◆ **WORK INSTRUCTIONS**: Retype the records below exactly as they appear.

[Records excerpted from a collection]
=======
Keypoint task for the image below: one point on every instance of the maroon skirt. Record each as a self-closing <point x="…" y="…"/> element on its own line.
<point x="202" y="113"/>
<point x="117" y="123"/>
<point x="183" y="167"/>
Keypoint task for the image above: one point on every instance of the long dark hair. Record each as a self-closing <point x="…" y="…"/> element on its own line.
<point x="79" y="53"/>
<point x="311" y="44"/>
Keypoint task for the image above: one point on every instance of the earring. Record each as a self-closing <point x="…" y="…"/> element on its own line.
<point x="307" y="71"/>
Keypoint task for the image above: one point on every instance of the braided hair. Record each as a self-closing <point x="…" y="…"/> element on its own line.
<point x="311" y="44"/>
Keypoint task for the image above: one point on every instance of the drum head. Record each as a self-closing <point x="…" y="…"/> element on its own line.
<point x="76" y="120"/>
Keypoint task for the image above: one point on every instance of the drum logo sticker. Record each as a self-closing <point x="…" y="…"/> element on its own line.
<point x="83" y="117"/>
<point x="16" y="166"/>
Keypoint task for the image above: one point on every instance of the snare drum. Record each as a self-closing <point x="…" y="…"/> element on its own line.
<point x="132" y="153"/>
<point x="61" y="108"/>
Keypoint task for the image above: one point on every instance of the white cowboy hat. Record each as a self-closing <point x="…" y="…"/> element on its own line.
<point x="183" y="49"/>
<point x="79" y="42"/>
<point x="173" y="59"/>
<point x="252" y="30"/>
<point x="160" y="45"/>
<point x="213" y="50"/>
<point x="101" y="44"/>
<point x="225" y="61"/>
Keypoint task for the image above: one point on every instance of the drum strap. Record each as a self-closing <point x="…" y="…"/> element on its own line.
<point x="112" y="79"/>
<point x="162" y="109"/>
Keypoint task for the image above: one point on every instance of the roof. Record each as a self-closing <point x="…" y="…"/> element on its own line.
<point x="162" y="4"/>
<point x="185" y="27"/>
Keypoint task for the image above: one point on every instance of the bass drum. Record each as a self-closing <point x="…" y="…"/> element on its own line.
=======
◆ **RESULT**:
Keypoint task for the image below: one point on every instance of the maroon skirt. Record each as a self-closing <point x="…" y="…"/> element on its own line.
<point x="202" y="113"/>
<point x="117" y="123"/>
<point x="183" y="167"/>
Keypoint task for the image above: one point on every instance of the long dark hair. Record each as a self-closing <point x="…" y="…"/> element on its own line.
<point x="79" y="53"/>
<point x="311" y="44"/>
Keypoint task for the image above: one point on every instance of the earring. Record each as a self-closing <point x="…" y="…"/> element on its own line.
<point x="307" y="71"/>
Keypoint task for the image above: one point on every instance of the braided hair. Record each as a self-closing <point x="…" y="…"/> element on its own line.
<point x="311" y="44"/>
Keypoint task for the image above: one point on every instance of the drum head. Record each as a self-closing <point x="…" y="…"/> element on its own line.
<point x="76" y="120"/>
Keypoint task for the image above: one point on every instance of the drum logo sticker. Record each as a self-closing <point x="…" y="…"/> element on its own line.
<point x="83" y="117"/>
<point x="16" y="166"/>
Keypoint task for the image above: one point on every instance of the snare drum. Record each as a self-closing <point x="…" y="…"/> element on its own line.
<point x="132" y="153"/>
<point x="61" y="108"/>
Keypoint task for the image above: one point on every instance of the white cowboy hat. Record each as a self-closing <point x="…" y="…"/> element on its own line.
<point x="183" y="49"/>
<point x="79" y="42"/>
<point x="173" y="59"/>
<point x="252" y="30"/>
<point x="160" y="45"/>
<point x="213" y="50"/>
<point x="101" y="44"/>
<point x="225" y="61"/>
Keypoint task for the image above: one point on every instance of the drum strap. Record each as a self-closing <point x="…" y="…"/> element on its own line.
<point x="112" y="79"/>
<point x="162" y="109"/>
Keypoint task for the image above: one point on every instance of the roof. Record each as a self-closing <point x="…" y="…"/> element on its own line.
<point x="162" y="4"/>
<point x="185" y="27"/>
Keypoint task for the image above: one point on every instance of the bass drum. Record each as a self-closing <point x="…" y="…"/> element on its own line.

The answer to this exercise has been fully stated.